Rewrite the records below as a Markdown table with the columns Row and Line, omitting blank lines. Begin at the line that contains "Which spot sits on each instance of the chef's ear" and stop after the line that contains "x=347 y=164".
┄┄┄┄┄┄
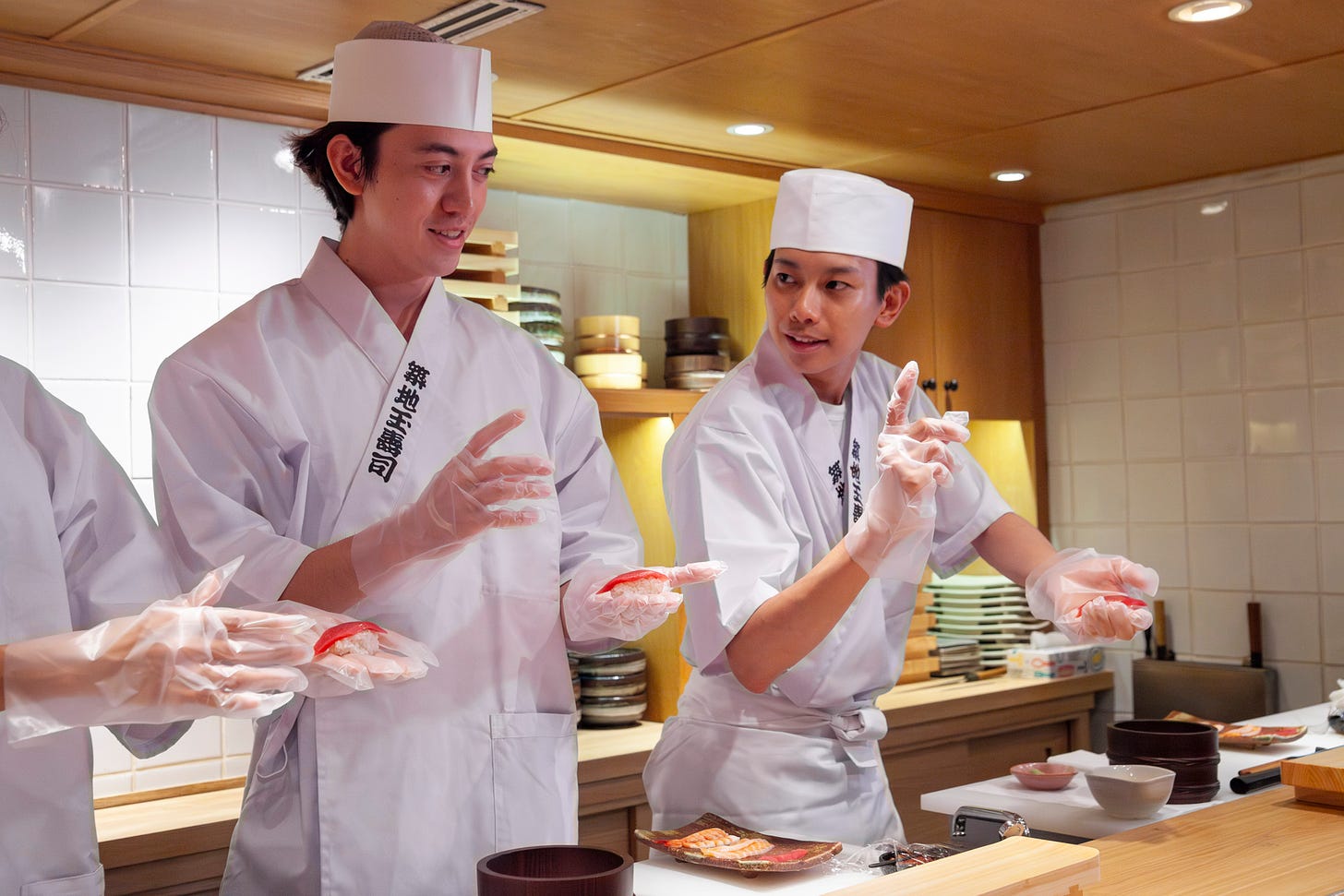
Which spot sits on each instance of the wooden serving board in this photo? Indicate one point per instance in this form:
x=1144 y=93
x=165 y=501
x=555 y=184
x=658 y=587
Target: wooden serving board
┄┄┄┄┄┄
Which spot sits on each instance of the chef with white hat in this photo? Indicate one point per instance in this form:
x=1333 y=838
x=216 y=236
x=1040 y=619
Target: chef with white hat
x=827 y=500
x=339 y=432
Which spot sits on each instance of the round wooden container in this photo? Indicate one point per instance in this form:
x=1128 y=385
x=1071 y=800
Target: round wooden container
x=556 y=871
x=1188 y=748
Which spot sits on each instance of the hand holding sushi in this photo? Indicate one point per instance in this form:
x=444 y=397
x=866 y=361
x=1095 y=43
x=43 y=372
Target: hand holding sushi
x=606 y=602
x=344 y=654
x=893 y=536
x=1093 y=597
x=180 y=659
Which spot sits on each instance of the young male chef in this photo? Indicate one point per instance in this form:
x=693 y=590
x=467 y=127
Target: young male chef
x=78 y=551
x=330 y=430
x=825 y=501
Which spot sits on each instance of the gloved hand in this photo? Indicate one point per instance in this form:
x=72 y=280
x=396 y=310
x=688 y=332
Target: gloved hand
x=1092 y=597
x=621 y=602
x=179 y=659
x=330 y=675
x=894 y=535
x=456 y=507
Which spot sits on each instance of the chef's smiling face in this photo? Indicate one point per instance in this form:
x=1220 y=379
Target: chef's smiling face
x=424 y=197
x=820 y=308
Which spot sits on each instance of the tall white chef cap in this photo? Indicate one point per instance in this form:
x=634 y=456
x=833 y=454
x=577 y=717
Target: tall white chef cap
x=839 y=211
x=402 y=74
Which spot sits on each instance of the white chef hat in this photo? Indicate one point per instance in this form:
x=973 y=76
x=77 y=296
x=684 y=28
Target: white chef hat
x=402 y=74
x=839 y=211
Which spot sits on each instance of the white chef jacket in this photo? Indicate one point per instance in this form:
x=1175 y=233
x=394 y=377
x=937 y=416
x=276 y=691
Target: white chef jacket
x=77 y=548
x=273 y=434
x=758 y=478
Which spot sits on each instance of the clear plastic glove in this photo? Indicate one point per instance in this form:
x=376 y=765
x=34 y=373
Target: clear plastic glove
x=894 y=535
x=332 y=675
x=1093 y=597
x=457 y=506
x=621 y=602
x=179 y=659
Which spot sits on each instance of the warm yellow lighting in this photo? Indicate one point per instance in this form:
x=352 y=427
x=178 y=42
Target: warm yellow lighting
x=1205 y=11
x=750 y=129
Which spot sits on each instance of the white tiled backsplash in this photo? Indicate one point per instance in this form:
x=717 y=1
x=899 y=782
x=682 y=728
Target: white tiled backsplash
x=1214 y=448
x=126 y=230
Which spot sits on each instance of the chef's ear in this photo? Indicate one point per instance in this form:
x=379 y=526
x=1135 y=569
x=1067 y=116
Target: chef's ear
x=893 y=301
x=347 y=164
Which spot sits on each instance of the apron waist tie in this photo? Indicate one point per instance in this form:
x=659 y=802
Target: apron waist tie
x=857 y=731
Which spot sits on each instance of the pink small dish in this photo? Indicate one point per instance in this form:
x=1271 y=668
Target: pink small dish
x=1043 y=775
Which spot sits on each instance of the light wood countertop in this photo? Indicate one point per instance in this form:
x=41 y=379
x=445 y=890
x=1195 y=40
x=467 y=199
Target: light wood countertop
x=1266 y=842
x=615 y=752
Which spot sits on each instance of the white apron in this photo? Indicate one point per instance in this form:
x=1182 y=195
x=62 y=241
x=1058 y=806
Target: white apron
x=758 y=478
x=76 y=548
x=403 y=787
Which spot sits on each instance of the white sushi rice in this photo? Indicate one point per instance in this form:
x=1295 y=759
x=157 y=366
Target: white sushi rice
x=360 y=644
┄┄┄┄┄┄
Task answer:
| Row | Line |
|---|---|
| 1 | Which spot sits on each instance of the chef's ear in this photo? Indicate one point per instance in this form: |
| 2 | x=379 y=526 |
| 3 | x=1135 y=569 |
| 4 | x=1067 y=116 |
| 5 | Target: chef's ear |
| 6 | x=893 y=301 |
| 7 | x=347 y=164 |